Reproduce every one of the records below word for word, keeping each line in its original order.

[Source records]
------------------------------
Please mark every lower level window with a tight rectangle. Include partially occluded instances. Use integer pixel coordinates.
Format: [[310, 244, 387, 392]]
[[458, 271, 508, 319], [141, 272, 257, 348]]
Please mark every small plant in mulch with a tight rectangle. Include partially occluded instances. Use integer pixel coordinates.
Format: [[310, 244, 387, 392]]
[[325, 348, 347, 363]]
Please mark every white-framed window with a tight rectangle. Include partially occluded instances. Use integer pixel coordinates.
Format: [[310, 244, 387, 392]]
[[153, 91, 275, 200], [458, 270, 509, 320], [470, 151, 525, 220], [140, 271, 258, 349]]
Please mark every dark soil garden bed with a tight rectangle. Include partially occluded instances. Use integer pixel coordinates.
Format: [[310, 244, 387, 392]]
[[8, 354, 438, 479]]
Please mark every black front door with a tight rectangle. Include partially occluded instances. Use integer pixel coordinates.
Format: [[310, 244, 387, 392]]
------------------------------
- ANSWER TO THIS PROBLEM -
Please mark every lower level window with a tight rectangle. Include partially occluded instances. Use integer pixel coordinates.
Format: [[310, 244, 387, 392]]
[[458, 271, 508, 319], [141, 272, 257, 348]]
Please mark every small plant in mulch with a tight rectangle. Include partially occluded instances. Use integer pixel coordinates.
Format: [[310, 244, 387, 392]]
[[325, 348, 347, 363]]
Please mark every white-framed window with a tight rectangle. Include partially occluded instances. Use integer pixel coordinates.
Format: [[310, 244, 387, 392]]
[[153, 91, 275, 200], [458, 270, 509, 320], [470, 151, 525, 220], [140, 271, 258, 349]]
Please mark every dark soil garden bed with a tight rectangle. Include partially occluded instances. Use integer pixel coordinates.
Format: [[310, 244, 387, 392]]
[[8, 354, 438, 479]]
Please mark every black front door with a tight rectangle. Include partially occluded instances. Use integer pixel coordinates.
Format: [[310, 244, 387, 392]]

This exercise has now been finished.